→ **Exercise details**: Give the records back in full, exactly as they read.

→ **Available records**:
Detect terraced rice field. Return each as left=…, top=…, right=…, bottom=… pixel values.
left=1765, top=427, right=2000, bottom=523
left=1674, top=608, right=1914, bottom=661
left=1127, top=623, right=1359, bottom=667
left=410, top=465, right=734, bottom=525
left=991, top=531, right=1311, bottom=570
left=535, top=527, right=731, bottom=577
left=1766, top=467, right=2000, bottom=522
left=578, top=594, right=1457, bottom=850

→ **Expected output**:
Detect terraced rice field. Return each as left=…, top=…, right=…, bottom=… pixel values.
left=1765, top=427, right=2000, bottom=523
left=1674, top=608, right=1914, bottom=661
left=1127, top=623, right=1359, bottom=667
left=410, top=465, right=734, bottom=525
left=991, top=531, right=1311, bottom=570
left=535, top=527, right=731, bottom=577
left=1766, top=467, right=2000, bottom=522
left=578, top=594, right=1457, bottom=850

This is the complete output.